— start of Passage —

I need to count the instance number of each combination of variables, and turn that into a new variable. For example,
set.seed(2)
V1 <- sample(rep(c(1:3),10))
V2 <- rep_len(c("small", "large"),30)
temp <- cbind(V1,V2)
yields a dataframe whose first ten lines look like this:
V1 V2
[1,] "3" "small"
[2,] "3" "large"
[3,] "3" "small"
[4,] "1" "large"
[5,] "2" "small"
[6,] "2" "large"
[7,] "1" "small"
[8,] "3" "large"
[9,] "3" "small"
[10,] "3" "large"
I need a new variable that is a count of how many times that combination of variables came up in the dataframe so far. The result should look something like:
V1 V2 V3
[1,] "3" "small" "1"
[2,] "3" "large" "1"
[3,] "3" "small" "2"
[4,] "1" "large" "1"
[5,] "2" "small" "1"
[6,] "2" "large" "1"
[7,] "1" "small" "1"
[8,] "3" "large" "2"
[9,] "3" "small" "3"
[10,] "3" "large" "3"

— end of Passage —
— start of Listing —

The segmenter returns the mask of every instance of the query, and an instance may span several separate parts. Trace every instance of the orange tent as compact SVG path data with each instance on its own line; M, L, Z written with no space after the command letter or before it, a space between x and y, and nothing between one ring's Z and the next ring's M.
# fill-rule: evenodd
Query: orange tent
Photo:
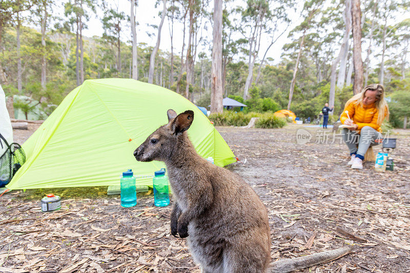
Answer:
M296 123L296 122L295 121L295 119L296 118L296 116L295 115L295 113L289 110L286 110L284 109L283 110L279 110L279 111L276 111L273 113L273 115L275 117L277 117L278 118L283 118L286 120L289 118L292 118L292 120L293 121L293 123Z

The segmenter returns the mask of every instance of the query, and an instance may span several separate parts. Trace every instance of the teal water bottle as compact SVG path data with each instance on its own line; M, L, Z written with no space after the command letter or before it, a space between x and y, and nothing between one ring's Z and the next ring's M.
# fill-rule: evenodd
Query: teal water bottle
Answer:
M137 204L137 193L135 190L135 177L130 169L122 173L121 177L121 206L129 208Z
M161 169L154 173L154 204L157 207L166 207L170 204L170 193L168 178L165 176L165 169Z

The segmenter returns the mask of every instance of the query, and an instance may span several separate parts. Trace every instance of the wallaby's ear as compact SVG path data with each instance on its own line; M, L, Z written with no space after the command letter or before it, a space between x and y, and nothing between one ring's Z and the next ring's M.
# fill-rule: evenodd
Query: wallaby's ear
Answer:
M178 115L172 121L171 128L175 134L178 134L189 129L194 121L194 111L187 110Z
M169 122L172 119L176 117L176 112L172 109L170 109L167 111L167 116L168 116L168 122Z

— end of Listing —

Exercises to complete =>
#1 Reproduce the three records above, on the orange tent, the teal water bottle and the wallaby's ear, word for word, leaving out the pictures.
#2 Carry on the post about counting repeated combinations of variables in R from the point where it stops.

Responses to the exercise =>
#1
The segmenter returns the mask of every instance of the query, and an instance may span several separate parts. Trace every instance of the orange tent as compact SVG path data with each instance on its own line; M, L, Z written with no space after the command letter or before it, a space between x and y, and nothing between one ring's Z and the next ring's M.
# fill-rule: evenodd
Query: orange tent
Photo:
Answer:
M296 123L296 122L295 121L295 119L296 118L296 116L295 115L295 113L289 110L286 110L284 109L283 110L279 110L279 111L276 111L273 113L273 115L275 117L277 117L278 118L283 118L286 120L289 118L292 118L292 120L293 121L293 123Z

The segmenter returns the mask of every instance of the query, and an instance may span several separate parts. Trace every instance of the teal water bottle as compact SVG path data with each instance on its own line; M, L, Z written with no space after the command letter or before it, a space between x and y, and nothing between one ring's Z and the next ring's M.
# fill-rule: evenodd
Query: teal water bottle
Answer:
M137 204L137 193L135 190L135 177L130 169L122 173L121 177L121 206L129 208Z
M161 169L154 173L154 204L157 207L166 207L170 204L170 193L168 178L165 176L165 169Z

The segmenter returns the mask of every instance of the query, and an instance may span several separate parts. Trace every instance of the wallaby's ear as compact SVG path data with each instance on its own line; M, L, Z written with no space after the command letter or before it, a space between x and y, and nothing between one ring's Z and the next ring's M.
# fill-rule: evenodd
Query: wallaby's ear
Answer:
M178 115L172 121L171 128L175 134L178 134L189 129L194 121L194 111L187 110Z
M169 122L172 119L176 117L176 112L172 109L170 109L167 111L167 116L168 116L168 122Z

#2
What's an efficient way to do this? (I don't need them to be character vectors necessarily; I just need a general solution.)
We can group by 'V1', 'V2' after converting to data.frame
and then create the new column as the sequence of rows with row_number()
library(dplyr)
as.data.frame(temp) %>%
group_by(V1, V2) %>%
mutate(V3 = row_number())
temp <- structure(list(V1 = c(3L, 3L, 3L, 1L, 2L, 2L, 1L, 3L, 3L, 3L),
V2 = c("small", "large", "small", "large", "small", "large",
"small", "large", "small", "large")), class = "data.frame",
row.names = c(NA,
-10L))